● **DATA SECTION**
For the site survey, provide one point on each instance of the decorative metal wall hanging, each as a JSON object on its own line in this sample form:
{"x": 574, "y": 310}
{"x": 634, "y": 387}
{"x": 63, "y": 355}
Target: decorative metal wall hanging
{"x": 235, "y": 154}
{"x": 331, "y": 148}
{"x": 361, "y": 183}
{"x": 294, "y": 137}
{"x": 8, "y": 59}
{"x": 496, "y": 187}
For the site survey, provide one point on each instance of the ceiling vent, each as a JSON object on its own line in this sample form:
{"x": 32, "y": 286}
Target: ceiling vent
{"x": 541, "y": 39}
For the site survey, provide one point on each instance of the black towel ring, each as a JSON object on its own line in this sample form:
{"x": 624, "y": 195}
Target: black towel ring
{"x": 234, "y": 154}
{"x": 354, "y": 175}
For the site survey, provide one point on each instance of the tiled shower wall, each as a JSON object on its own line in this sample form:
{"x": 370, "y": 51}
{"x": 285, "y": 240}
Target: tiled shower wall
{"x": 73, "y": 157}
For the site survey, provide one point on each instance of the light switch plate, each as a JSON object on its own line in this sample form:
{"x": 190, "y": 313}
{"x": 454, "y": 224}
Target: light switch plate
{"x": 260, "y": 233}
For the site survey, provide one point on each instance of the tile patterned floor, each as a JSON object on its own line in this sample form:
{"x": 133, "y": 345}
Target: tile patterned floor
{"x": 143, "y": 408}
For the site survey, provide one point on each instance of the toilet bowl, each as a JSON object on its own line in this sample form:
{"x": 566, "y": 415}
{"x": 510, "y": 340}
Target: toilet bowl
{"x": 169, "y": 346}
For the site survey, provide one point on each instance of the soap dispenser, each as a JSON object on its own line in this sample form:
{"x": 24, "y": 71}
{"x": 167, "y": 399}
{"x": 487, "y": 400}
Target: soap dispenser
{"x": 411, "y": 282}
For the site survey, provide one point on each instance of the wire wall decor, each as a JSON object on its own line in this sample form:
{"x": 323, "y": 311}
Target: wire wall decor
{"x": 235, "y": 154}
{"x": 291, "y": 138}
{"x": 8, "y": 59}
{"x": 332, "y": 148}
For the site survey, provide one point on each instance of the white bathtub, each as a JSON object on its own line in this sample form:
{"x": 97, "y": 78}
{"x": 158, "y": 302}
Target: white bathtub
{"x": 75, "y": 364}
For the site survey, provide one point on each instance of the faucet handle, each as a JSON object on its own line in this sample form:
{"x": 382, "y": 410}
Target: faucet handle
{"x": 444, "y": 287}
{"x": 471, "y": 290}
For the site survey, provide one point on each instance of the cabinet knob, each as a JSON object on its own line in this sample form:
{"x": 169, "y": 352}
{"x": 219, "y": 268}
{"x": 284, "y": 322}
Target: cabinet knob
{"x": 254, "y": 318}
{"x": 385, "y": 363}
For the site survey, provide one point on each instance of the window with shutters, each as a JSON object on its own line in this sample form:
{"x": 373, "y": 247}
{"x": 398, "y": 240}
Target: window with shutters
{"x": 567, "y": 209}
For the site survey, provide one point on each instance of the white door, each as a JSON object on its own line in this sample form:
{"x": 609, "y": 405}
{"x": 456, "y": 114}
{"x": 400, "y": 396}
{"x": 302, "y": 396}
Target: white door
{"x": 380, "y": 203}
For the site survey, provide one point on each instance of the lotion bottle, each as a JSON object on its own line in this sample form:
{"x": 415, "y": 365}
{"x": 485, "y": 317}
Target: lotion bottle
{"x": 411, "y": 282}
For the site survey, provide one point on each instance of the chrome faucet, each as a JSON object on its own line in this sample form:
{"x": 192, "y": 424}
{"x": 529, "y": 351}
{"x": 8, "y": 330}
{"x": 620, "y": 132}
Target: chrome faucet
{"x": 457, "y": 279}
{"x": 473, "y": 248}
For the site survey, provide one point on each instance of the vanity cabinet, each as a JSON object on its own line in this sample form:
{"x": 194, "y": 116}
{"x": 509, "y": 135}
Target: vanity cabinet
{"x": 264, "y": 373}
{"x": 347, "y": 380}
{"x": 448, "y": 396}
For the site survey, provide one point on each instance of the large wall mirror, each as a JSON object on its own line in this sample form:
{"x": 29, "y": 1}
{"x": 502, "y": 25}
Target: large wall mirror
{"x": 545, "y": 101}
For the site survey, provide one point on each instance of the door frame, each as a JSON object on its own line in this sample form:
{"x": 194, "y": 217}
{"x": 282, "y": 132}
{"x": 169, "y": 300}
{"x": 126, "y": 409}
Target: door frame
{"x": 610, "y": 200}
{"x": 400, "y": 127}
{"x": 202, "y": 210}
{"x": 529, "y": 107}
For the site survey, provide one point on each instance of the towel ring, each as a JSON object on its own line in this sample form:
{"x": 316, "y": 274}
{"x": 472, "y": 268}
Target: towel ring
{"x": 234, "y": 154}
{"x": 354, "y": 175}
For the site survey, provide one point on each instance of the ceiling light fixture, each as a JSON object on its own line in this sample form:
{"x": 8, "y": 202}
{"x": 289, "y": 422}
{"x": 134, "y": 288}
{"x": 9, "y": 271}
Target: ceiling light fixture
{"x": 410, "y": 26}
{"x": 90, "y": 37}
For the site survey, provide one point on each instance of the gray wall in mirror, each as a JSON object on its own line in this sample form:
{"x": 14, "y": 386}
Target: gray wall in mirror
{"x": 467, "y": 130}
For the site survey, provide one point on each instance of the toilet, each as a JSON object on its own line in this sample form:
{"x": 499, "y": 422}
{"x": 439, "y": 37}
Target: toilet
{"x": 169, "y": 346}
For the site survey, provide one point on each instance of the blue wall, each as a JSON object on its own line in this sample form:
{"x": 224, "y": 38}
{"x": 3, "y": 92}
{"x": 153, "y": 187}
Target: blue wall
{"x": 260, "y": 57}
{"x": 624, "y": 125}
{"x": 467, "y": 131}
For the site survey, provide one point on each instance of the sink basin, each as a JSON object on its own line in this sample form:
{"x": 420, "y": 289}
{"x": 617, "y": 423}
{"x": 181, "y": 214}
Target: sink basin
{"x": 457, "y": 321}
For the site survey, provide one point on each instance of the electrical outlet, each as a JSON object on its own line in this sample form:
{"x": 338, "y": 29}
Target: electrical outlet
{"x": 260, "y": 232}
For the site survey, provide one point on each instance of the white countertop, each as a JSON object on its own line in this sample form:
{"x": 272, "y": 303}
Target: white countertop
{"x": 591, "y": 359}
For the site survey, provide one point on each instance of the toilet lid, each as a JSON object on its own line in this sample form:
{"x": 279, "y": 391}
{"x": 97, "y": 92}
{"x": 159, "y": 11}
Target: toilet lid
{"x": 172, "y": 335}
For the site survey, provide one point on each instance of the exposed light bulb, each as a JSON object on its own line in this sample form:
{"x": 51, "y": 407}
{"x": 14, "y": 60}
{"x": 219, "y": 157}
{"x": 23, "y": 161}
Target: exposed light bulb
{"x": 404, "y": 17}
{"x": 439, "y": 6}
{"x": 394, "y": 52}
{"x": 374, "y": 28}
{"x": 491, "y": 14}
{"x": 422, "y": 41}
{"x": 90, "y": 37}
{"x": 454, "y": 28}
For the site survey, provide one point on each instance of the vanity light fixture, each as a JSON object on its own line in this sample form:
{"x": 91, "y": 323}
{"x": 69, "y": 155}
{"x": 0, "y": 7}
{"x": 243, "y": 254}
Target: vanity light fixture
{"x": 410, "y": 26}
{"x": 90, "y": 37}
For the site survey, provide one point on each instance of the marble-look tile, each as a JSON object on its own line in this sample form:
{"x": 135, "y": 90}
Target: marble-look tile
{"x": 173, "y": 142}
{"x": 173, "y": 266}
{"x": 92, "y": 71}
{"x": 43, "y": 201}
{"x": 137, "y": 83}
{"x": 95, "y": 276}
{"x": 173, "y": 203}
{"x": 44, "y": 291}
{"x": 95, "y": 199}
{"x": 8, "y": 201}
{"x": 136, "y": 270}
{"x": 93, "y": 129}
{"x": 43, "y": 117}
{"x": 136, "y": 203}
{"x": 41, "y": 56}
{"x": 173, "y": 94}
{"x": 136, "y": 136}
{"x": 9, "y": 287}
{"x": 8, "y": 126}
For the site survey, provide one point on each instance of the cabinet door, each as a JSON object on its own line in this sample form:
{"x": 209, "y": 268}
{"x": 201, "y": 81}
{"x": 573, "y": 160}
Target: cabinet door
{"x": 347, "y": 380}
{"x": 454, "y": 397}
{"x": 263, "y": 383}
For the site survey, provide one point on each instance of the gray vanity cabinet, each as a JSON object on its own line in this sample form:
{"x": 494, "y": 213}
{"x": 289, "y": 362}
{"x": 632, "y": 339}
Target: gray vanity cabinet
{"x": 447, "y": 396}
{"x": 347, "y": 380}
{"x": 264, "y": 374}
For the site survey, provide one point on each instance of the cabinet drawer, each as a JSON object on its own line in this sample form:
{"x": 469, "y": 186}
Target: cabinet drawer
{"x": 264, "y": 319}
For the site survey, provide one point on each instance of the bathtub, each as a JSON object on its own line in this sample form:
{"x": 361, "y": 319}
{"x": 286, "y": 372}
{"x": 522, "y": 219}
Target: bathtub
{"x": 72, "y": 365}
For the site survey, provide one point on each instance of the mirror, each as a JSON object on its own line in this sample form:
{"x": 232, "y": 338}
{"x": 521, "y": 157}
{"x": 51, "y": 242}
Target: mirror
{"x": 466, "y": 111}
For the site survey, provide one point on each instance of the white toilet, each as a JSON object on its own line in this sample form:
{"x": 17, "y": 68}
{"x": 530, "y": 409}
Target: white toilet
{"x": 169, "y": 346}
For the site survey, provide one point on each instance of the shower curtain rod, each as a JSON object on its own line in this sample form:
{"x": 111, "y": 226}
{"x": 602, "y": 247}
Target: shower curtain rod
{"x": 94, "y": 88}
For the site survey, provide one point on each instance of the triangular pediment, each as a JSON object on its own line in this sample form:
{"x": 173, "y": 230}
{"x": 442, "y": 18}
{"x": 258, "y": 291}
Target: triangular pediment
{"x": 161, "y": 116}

● **DIRECTION**
Repeat only the stretch of lines that opens with the line containing "the mirror, each" and closes with the final line of the entries, both included, exactly as written.

● **EXERCISE RESPONSE**
For the site survey, provide one point on each instance of the mirror, each as a JSON object on its own line in this sample form:
{"x": 232, "y": 338}
{"x": 521, "y": 157}
{"x": 51, "y": 242}
Target: mirror
{"x": 466, "y": 111}
For the site survey, provide one point on each instance of the white toilet, each as a JSON object on its own line in this sample form:
{"x": 17, "y": 68}
{"x": 530, "y": 409}
Target: white toilet
{"x": 169, "y": 346}
For the site survey, provide one point on each instance of the shower curtain rod, each as a JSON object on its own line in this sample form:
{"x": 111, "y": 226}
{"x": 602, "y": 247}
Target: shower curtain rod
{"x": 94, "y": 88}
For the site survey, provide one point on each instance of the triangular pediment, each as a JSON object on its own line in this sample form:
{"x": 173, "y": 230}
{"x": 442, "y": 18}
{"x": 258, "y": 291}
Target: triangular pediment
{"x": 161, "y": 116}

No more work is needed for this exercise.